Your task — Within this material, how many lines include the word "head"? Answer with a number and nothing more.

Record set —
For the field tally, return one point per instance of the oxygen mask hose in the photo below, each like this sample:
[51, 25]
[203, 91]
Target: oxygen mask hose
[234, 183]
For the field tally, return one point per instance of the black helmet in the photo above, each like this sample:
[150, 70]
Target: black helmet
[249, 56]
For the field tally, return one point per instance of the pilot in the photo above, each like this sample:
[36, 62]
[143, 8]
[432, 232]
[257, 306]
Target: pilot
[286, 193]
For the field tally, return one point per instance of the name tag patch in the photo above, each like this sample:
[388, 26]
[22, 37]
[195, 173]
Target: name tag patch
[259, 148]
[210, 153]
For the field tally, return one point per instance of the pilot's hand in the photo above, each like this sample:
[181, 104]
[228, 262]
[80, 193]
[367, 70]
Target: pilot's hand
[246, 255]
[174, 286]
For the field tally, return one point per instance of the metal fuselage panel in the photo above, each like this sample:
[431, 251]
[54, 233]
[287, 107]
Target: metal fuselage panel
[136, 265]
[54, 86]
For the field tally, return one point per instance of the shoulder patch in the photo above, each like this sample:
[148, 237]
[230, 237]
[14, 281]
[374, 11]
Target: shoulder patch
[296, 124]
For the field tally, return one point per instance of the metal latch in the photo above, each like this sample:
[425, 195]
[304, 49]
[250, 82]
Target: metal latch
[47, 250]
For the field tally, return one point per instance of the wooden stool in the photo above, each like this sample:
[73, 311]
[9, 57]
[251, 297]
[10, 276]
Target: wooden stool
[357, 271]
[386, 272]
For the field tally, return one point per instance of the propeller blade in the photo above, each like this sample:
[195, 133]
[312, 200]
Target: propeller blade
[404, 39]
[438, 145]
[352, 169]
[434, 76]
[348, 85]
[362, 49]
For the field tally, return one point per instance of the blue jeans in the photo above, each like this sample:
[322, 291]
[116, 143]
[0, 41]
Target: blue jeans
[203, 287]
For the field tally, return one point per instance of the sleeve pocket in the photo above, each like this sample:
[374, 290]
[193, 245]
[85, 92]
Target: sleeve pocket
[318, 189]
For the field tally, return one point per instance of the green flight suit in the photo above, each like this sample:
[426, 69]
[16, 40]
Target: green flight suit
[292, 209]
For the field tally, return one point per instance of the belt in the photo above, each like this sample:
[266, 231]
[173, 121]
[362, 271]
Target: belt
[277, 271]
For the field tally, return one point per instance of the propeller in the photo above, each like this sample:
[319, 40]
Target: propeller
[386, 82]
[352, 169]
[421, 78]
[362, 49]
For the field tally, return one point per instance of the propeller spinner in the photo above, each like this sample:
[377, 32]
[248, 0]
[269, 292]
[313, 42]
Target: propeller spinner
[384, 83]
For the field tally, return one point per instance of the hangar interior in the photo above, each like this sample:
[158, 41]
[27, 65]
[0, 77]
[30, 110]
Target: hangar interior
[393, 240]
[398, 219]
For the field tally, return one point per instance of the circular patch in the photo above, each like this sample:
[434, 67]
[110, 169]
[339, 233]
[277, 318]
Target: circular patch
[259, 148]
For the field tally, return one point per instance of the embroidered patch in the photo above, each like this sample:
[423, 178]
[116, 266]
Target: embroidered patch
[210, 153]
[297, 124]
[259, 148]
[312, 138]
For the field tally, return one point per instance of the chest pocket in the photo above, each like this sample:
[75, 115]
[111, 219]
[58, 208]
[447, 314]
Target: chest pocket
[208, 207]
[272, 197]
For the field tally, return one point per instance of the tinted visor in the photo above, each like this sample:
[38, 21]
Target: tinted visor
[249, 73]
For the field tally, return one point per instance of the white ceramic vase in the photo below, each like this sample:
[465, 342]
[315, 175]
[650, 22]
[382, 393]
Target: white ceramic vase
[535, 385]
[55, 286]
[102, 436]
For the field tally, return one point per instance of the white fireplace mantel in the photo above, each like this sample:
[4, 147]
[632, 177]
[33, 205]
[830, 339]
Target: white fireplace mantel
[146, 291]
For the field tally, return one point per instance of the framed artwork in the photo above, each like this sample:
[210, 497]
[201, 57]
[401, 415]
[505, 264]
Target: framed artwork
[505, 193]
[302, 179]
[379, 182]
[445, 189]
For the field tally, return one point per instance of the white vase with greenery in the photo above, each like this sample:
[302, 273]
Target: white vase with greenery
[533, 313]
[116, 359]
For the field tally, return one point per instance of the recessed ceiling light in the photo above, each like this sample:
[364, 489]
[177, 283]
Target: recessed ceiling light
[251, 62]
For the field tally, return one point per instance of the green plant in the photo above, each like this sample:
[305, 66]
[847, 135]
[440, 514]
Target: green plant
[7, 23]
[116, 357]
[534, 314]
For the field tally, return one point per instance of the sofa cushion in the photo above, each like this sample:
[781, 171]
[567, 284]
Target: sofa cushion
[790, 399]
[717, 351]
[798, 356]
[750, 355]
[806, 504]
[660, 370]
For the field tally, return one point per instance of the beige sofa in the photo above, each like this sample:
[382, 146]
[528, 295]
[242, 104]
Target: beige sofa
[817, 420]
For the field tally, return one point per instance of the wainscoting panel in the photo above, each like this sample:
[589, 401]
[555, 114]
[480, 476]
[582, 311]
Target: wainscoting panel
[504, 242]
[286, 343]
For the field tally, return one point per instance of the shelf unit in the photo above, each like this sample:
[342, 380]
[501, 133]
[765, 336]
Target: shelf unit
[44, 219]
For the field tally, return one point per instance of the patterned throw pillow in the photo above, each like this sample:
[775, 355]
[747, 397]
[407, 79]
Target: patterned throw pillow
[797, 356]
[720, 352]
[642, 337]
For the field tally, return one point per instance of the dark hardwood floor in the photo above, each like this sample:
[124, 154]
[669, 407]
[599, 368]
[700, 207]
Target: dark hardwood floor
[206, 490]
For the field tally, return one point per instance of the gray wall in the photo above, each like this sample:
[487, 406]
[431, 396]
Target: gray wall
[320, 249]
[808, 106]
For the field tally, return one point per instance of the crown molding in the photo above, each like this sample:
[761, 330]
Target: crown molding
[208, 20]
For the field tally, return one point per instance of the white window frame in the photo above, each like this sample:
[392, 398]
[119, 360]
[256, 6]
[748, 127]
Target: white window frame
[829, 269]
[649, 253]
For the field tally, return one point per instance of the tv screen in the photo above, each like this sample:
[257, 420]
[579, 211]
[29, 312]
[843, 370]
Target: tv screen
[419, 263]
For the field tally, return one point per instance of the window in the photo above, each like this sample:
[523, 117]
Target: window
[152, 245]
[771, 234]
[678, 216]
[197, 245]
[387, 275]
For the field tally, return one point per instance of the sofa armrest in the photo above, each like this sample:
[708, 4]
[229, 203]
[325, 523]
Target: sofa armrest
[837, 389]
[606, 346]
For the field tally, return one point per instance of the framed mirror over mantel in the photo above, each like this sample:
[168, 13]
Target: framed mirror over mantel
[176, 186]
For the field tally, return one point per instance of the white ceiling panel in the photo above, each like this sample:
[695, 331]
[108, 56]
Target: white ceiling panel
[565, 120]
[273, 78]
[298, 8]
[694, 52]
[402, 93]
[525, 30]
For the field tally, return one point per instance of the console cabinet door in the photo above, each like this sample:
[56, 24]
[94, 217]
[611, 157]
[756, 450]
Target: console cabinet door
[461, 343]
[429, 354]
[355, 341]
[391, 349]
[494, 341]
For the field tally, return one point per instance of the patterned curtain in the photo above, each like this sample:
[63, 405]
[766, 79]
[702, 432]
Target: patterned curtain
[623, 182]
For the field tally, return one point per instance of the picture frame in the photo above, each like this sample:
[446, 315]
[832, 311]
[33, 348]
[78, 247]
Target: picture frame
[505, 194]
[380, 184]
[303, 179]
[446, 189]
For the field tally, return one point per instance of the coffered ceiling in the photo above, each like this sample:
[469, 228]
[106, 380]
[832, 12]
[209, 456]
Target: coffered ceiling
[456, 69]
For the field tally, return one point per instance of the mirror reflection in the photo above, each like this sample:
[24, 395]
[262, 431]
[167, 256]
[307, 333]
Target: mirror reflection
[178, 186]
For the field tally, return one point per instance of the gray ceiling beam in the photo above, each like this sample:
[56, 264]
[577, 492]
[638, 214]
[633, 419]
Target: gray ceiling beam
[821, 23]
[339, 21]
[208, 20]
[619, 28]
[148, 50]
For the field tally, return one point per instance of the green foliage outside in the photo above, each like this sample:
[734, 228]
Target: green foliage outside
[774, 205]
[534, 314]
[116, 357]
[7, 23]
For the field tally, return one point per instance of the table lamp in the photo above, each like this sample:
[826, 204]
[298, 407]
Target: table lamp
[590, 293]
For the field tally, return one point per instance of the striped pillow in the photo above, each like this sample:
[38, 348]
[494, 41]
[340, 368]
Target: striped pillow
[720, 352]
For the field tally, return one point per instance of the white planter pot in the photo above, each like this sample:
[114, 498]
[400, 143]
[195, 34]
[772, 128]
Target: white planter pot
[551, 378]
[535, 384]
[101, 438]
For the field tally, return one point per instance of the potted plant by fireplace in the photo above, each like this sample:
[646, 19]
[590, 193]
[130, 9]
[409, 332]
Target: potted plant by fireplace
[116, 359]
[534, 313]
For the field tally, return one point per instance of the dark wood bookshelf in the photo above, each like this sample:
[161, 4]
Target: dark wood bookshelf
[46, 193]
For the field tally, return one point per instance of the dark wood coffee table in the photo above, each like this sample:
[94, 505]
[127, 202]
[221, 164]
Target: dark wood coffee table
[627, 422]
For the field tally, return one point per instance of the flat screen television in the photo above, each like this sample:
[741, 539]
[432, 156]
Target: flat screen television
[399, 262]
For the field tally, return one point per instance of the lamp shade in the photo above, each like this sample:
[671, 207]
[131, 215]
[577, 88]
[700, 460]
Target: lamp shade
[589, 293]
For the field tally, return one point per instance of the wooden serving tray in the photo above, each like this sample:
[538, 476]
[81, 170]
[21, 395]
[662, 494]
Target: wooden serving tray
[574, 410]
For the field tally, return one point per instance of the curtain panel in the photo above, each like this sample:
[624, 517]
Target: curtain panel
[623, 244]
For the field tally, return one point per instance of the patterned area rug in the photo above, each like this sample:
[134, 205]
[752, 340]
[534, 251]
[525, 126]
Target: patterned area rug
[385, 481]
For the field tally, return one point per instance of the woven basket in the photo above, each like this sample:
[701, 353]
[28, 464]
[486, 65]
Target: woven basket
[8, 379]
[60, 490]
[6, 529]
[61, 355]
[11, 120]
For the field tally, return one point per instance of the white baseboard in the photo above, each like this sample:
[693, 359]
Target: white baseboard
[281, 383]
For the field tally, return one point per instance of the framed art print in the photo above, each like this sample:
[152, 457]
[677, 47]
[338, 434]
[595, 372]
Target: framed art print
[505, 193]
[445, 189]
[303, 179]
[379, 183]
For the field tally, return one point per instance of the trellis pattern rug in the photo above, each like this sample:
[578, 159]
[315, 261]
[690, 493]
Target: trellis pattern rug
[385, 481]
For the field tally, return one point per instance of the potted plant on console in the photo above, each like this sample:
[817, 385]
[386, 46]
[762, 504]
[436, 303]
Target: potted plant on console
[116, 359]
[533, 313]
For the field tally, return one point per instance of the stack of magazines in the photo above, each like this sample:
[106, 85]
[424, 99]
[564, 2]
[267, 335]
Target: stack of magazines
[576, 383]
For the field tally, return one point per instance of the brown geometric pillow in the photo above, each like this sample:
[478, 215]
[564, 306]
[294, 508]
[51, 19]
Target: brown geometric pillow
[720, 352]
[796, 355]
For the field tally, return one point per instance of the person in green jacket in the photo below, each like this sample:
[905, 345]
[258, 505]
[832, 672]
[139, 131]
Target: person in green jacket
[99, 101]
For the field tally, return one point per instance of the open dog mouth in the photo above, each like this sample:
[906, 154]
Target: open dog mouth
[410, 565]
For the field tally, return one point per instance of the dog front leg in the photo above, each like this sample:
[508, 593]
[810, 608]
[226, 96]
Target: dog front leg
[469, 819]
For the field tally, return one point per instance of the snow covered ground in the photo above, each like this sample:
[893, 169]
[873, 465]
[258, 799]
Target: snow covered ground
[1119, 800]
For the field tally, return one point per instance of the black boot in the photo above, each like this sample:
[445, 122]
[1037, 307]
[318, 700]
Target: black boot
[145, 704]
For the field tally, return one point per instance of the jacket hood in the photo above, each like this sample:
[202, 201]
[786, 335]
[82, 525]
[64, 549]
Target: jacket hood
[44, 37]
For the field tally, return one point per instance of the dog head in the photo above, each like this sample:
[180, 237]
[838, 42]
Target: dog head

Response to the task — 2